- Task directions
Please copy each line of the records below that holds the word "rough".

╭─ Entries provided

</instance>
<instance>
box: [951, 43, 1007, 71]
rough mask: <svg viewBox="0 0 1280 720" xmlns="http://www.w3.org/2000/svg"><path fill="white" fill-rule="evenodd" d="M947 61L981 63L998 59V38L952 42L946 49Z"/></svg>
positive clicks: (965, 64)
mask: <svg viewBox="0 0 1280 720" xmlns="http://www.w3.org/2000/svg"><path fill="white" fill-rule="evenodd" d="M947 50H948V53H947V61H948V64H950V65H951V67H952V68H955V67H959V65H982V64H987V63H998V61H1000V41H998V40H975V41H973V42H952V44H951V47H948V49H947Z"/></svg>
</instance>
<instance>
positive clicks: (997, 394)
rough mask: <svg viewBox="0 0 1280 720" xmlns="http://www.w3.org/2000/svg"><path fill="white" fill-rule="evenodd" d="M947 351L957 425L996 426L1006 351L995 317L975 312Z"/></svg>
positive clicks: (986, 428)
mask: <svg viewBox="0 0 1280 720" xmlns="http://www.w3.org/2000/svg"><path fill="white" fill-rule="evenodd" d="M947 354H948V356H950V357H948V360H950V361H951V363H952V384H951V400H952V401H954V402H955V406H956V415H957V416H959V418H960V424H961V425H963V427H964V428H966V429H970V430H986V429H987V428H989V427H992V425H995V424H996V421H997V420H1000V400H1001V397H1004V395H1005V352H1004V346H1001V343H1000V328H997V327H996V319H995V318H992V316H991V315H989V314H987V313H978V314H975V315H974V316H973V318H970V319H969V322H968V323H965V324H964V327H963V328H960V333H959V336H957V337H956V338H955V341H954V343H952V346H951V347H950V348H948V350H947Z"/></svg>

╰─

- Response to the task
rough mask: <svg viewBox="0 0 1280 720" xmlns="http://www.w3.org/2000/svg"><path fill="white" fill-rule="evenodd" d="M947 61L981 63L998 59V38L952 42L946 49Z"/></svg>
rough mask: <svg viewBox="0 0 1280 720" xmlns="http://www.w3.org/2000/svg"><path fill="white" fill-rule="evenodd" d="M947 351L957 425L996 426L1006 351L995 317L975 312Z"/></svg>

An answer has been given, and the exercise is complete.